▶ **Request**: Rewrite the entries from their first line through the line containing "POLYGON ((9 259, 9", swapping "road" for "street" and leaving everything else unchanged. Leave the pictures out.

*** Material ***

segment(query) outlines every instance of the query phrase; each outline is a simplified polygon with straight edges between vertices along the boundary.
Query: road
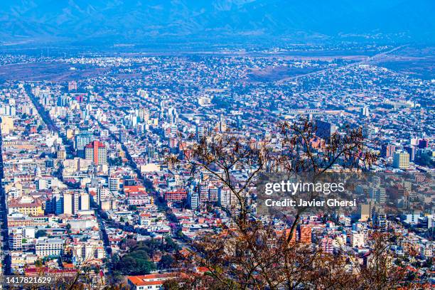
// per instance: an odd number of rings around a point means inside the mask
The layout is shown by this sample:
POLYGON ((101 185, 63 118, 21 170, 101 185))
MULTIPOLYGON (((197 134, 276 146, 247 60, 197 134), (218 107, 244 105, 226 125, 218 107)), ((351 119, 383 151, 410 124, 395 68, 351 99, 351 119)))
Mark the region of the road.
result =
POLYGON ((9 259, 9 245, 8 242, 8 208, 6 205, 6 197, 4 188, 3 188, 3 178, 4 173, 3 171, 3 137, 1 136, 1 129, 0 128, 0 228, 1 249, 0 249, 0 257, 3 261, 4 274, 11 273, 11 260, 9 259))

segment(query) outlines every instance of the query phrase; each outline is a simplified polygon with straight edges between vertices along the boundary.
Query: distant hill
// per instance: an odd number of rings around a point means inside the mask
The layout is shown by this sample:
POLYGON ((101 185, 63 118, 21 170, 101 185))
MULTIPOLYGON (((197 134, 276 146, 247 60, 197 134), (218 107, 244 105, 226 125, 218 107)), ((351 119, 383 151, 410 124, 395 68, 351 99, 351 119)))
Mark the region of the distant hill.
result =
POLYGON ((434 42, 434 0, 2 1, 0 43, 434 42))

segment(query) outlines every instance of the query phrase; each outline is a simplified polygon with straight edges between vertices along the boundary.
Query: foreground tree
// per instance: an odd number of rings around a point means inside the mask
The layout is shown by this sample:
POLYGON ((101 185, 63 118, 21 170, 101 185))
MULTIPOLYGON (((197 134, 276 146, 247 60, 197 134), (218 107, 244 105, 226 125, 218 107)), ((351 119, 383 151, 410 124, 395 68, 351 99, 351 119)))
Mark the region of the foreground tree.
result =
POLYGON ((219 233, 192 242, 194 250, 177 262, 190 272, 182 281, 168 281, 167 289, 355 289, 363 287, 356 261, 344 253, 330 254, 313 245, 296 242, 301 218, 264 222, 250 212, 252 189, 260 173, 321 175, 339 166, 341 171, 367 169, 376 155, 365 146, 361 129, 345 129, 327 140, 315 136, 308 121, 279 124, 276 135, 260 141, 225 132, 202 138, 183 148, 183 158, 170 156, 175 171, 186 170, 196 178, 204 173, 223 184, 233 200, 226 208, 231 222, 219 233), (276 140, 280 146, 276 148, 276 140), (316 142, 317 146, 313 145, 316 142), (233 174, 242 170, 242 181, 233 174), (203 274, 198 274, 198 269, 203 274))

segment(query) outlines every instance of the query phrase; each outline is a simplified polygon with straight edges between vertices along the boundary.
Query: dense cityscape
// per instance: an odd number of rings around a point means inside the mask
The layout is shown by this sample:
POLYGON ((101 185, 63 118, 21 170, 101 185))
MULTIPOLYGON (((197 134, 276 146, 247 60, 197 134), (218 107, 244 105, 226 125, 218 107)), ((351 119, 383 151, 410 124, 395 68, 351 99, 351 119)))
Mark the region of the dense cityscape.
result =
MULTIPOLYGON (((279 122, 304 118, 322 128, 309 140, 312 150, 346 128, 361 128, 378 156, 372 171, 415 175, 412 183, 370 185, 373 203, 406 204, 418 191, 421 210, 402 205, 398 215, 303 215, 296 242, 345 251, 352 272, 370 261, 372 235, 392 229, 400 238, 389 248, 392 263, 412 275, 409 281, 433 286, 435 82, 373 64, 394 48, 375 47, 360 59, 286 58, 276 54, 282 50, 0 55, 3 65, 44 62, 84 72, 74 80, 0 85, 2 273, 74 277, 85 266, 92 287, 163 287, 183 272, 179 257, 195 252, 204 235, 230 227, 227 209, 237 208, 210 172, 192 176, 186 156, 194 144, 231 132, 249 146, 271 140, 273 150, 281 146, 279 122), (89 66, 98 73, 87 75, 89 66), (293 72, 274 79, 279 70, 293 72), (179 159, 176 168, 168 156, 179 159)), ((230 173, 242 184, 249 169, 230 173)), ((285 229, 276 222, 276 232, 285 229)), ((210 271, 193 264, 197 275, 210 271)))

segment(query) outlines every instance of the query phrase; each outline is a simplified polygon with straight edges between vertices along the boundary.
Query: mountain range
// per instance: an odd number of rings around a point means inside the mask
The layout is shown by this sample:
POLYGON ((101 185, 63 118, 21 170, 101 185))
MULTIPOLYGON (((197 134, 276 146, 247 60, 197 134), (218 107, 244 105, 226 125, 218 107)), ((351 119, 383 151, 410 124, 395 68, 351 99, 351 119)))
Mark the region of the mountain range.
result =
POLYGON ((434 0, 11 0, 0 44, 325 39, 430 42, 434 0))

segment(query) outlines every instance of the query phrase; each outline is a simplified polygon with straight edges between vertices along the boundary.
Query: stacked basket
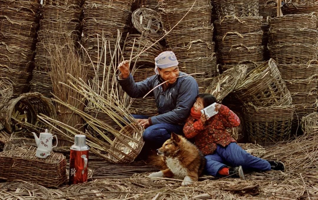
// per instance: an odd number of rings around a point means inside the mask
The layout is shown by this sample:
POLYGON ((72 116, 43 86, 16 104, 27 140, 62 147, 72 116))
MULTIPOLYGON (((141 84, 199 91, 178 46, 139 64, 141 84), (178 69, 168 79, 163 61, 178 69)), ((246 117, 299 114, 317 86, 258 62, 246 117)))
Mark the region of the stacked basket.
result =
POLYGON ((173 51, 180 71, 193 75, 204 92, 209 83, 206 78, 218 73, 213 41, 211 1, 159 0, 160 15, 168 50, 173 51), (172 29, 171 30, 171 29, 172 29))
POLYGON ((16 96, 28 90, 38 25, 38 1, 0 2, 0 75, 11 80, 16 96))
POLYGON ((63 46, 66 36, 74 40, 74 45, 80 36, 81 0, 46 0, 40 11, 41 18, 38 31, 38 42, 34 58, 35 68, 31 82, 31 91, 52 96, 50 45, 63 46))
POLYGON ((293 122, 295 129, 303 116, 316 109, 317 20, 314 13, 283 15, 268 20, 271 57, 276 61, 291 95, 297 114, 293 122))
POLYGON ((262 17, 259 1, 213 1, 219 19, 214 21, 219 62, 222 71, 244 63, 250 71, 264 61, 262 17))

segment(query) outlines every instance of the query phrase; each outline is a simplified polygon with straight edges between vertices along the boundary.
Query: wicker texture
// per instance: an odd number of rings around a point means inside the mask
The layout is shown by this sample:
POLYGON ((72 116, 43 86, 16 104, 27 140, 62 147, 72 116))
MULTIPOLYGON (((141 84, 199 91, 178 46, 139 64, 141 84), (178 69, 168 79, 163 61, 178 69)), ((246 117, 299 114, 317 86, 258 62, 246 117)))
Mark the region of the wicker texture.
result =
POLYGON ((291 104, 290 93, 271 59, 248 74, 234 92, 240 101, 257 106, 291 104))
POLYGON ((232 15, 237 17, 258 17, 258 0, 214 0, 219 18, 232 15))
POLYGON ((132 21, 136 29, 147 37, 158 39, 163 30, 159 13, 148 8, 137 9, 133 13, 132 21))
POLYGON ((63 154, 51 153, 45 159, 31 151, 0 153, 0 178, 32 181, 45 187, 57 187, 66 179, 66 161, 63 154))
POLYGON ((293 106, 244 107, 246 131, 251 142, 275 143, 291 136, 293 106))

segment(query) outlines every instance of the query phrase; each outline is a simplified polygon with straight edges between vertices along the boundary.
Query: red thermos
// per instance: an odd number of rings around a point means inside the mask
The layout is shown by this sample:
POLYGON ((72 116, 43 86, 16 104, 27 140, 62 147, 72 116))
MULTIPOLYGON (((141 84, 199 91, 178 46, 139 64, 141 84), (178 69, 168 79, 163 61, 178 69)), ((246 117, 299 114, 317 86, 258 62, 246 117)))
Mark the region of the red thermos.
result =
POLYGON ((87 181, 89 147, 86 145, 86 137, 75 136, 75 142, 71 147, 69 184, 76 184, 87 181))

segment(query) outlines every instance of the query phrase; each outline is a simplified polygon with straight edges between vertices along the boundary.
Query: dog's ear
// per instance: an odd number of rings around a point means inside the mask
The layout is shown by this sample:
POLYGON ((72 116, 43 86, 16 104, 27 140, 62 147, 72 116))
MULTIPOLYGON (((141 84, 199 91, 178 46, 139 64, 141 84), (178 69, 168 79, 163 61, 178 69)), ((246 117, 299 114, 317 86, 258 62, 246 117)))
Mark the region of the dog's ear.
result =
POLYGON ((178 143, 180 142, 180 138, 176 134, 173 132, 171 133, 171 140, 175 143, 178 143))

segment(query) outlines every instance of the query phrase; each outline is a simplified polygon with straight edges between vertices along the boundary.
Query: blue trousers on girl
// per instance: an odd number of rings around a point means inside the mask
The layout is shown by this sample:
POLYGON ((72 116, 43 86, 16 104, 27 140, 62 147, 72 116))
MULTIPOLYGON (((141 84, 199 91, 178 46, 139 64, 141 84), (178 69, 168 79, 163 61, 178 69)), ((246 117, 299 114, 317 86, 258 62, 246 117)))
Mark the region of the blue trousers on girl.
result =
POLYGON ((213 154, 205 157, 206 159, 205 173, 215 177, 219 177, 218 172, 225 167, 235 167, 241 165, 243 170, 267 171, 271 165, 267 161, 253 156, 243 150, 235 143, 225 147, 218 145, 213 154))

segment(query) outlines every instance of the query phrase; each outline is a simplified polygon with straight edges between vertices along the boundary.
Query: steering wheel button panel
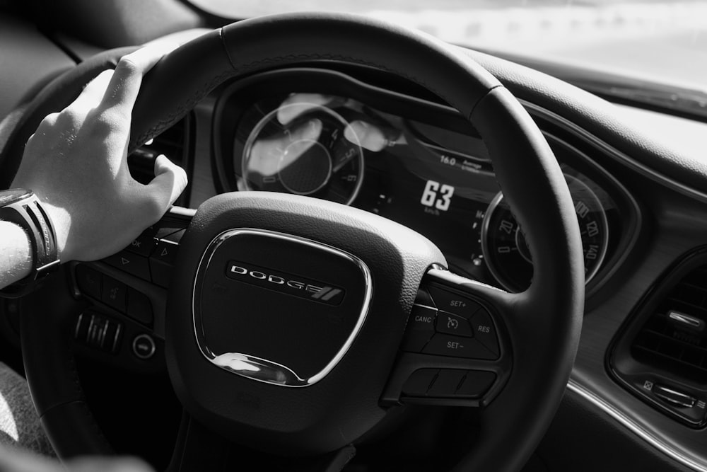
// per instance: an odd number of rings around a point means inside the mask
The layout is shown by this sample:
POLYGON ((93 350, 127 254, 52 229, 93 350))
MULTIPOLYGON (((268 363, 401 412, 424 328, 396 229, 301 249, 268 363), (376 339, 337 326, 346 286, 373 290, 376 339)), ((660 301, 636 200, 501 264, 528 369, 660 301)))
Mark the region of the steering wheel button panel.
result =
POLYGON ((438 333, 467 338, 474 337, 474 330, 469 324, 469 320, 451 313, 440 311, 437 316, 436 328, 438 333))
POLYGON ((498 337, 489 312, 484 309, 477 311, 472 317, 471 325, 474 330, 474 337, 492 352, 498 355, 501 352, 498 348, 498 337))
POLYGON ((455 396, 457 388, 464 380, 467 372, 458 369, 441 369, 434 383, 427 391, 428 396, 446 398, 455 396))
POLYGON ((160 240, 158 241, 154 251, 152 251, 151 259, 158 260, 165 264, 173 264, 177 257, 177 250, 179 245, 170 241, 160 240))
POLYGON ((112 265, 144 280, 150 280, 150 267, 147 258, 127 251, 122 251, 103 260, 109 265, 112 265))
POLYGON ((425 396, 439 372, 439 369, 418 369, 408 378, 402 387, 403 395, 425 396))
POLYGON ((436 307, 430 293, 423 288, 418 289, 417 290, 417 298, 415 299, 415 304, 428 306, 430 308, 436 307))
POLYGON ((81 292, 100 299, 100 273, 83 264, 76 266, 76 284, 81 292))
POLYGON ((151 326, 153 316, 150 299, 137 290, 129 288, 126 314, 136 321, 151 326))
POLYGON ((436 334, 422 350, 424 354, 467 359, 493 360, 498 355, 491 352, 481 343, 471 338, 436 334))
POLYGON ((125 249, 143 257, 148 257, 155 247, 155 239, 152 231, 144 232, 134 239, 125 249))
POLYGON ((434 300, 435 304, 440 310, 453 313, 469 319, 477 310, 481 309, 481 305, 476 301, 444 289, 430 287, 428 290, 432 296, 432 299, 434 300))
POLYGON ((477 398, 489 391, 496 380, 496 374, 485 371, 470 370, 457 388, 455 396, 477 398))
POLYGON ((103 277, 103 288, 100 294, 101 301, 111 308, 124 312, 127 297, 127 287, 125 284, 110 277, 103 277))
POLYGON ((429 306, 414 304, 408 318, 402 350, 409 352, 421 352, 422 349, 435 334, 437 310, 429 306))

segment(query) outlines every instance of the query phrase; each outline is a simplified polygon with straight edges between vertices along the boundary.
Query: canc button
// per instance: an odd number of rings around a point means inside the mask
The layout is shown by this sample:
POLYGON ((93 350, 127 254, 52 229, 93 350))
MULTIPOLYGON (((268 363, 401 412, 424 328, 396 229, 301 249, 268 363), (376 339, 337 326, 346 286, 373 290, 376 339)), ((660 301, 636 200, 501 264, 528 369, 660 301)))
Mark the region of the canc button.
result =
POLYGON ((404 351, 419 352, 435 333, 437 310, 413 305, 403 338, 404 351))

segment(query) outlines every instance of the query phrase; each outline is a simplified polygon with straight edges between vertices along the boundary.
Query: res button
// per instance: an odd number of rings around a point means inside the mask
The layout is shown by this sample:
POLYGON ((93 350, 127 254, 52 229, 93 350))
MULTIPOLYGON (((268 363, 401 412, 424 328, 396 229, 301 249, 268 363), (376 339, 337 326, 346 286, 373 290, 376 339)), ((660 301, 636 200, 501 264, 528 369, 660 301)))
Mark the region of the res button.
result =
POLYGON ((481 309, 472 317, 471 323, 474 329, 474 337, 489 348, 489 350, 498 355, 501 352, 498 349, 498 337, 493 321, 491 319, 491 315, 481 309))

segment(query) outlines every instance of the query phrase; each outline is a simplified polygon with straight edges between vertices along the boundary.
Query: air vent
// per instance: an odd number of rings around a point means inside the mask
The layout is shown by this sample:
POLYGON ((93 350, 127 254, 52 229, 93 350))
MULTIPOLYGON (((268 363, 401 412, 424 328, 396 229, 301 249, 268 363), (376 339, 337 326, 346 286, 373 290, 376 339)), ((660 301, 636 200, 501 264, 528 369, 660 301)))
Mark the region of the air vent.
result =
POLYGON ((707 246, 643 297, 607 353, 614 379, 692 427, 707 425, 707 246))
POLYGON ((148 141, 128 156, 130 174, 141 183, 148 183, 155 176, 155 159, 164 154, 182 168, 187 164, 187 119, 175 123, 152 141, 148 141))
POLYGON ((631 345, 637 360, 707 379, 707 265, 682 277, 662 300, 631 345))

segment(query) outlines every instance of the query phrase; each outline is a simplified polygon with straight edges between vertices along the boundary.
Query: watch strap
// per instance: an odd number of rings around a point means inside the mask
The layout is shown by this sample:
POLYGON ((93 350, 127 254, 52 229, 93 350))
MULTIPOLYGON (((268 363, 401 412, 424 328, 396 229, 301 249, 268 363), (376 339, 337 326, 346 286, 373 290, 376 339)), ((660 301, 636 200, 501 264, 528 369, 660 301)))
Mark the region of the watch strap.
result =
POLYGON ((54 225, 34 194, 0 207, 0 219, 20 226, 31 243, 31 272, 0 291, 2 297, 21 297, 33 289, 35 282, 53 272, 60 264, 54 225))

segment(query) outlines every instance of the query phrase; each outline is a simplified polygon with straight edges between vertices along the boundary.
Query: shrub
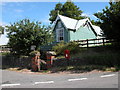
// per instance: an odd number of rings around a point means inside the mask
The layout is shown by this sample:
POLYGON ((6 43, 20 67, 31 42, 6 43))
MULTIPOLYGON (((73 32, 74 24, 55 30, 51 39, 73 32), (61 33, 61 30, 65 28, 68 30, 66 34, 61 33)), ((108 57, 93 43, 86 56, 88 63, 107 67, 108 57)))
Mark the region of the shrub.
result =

***

▶ **Answer below**:
segment(query) outlines every instance of the query phrase; each outline is a simplified polygon with straight edges between vertices along the boundary.
Query: street
// per instance: an odd number of rings around a point means inside the mask
The layout is shown by this sample:
POLYGON ((101 185, 63 118, 21 170, 101 185))
MULTIPOLYGON (((197 134, 276 146, 247 60, 197 134), (218 107, 244 105, 226 125, 218 107)), ((351 119, 383 151, 410 124, 395 68, 351 99, 351 119)))
Mark the region of the street.
result =
POLYGON ((9 259, 9 245, 8 242, 8 208, 6 205, 6 197, 4 188, 3 188, 3 178, 4 173, 3 171, 3 137, 1 136, 1 129, 0 128, 0 228, 1 249, 0 249, 0 257, 3 261, 4 274, 11 273, 11 260, 9 259))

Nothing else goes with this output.